A luxury hotel that is also the worlds biggest exoskeleton – We go inside the Morpheus hotel in Macau

The newly opened Zaha Hadid-designed hotel, with its stunning architecture, complete with a hole in the middle, and refined interiors is a breath of fresh air

Macau’s Cotai Strip is a mass of gargantuan hotels, each trying to outdo each other in terms of size, glitter and mass-consumer kitsch, with few exceptions.

If not for China’s clampdown on capital outflows from the mainland, the success of these hotels would face no limits as they pile in tourists and gamblers – and not necessarily in that order.

The Four Seasons and Ritz Carlton, the so-called “high roller hotels”, sit discreetly by design in the shadow of louder and bigger properties such as the Venetian and Galaxy.

Yet this is what makes the newly opened Zaha Hadid-designed Morpheus such a breath of fresh air in Cotai.

In true Hadid style, the curved lines of the hotel – the latest addition to City of Dreams – rise proudly at the forefront of Cotai.

There is no missing it: the hole in the middle makes it look as if a meteor has exploded through the 28,000 tonnes of structural steel and 48,000 square metres (516,700 square feet) of glass.

Morpheus hotel’s eye-catching architecture, including the huge hole through the centre of the building, stands out among the other hotels on Macau’s Cotai Strip.

⁂

**INSTRUCTIONS FOR THE TASK**
Can you reproduce the passage of the Morpheus hotel article from "The newly opened Zaha Hadid-designed hotel, with" to "in that order." word for word? Rely solely on the hotel article when working through this.

**DATASET**
⁂

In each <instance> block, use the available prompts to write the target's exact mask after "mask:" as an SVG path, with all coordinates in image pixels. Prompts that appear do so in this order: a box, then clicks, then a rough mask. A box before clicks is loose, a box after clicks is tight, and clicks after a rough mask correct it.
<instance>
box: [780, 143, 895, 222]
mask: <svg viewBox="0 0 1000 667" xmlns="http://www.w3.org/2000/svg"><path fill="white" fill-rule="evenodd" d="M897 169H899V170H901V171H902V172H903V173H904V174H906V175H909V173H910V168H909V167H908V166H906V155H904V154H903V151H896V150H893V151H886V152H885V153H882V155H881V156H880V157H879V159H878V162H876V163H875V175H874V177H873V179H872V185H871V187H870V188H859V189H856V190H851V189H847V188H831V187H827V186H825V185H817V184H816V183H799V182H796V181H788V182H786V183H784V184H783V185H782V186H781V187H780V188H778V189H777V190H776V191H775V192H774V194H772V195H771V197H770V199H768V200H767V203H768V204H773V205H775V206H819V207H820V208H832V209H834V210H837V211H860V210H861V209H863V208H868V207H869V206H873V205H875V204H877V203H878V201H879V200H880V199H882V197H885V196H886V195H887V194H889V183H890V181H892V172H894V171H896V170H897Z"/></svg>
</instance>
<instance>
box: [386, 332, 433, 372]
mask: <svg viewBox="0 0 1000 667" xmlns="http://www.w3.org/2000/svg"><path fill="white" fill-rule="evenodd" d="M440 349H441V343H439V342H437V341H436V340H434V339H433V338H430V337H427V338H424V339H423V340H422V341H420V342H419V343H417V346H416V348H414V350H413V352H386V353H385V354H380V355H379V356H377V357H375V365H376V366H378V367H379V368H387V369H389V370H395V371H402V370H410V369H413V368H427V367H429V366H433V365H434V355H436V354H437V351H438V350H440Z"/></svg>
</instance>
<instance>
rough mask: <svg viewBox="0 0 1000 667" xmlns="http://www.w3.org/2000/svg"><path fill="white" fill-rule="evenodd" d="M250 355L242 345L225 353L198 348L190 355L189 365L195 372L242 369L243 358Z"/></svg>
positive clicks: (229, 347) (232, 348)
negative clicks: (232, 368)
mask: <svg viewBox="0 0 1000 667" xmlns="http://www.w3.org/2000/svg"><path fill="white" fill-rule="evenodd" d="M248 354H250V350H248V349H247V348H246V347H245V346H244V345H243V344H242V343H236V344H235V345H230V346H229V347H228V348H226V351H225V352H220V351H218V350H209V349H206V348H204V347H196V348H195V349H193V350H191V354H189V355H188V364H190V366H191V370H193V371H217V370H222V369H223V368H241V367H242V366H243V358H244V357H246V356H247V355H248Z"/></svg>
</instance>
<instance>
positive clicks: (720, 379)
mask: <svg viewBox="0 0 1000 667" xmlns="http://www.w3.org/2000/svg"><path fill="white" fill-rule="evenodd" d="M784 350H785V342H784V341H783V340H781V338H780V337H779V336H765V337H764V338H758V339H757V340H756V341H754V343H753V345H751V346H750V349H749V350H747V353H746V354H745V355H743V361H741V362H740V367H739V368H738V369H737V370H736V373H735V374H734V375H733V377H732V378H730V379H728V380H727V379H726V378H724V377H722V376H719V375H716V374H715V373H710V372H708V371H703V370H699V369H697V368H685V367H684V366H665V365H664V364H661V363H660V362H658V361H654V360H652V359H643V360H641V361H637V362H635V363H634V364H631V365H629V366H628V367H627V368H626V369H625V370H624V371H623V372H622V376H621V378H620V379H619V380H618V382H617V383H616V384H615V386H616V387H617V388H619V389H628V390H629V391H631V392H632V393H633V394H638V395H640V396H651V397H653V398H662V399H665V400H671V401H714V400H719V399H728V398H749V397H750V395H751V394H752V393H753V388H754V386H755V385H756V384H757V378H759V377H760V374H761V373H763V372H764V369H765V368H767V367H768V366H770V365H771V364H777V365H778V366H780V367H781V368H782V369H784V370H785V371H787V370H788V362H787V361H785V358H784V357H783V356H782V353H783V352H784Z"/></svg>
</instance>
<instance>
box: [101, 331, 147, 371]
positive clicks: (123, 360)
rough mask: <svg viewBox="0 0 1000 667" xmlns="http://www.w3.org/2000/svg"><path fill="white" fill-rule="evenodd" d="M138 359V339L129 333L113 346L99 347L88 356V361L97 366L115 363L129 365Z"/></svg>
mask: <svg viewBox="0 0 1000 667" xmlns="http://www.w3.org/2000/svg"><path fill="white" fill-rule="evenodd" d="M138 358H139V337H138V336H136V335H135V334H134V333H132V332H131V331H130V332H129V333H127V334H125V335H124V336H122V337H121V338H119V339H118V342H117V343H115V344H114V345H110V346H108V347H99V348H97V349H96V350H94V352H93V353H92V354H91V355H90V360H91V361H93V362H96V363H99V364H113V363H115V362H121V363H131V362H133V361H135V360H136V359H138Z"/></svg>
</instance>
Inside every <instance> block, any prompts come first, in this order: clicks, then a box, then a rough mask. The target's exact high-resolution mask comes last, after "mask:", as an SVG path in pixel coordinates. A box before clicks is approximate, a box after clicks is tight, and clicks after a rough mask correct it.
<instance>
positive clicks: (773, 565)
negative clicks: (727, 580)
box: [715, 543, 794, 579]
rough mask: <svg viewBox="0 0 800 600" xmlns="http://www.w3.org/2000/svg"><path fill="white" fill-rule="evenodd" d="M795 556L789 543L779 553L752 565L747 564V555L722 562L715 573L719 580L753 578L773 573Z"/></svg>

⁂

**RESPONSE**
The newly opened Zaha Hadid-designed hotel, with its stunning architecture, complete with a hole in the middle, and refined interiors is a breath of fresh air

Macau’s Cotai Strip is a mass of gargantuan hotels, each trying to outdo each other in terms of size, glitter and mass-consumer kitsch, with few exceptions.

If not for China’s clampdown on capital outflows from the mainland, the success of these hotels would face no limits as they pile in tourists and gamblers – and not necessarily in that order.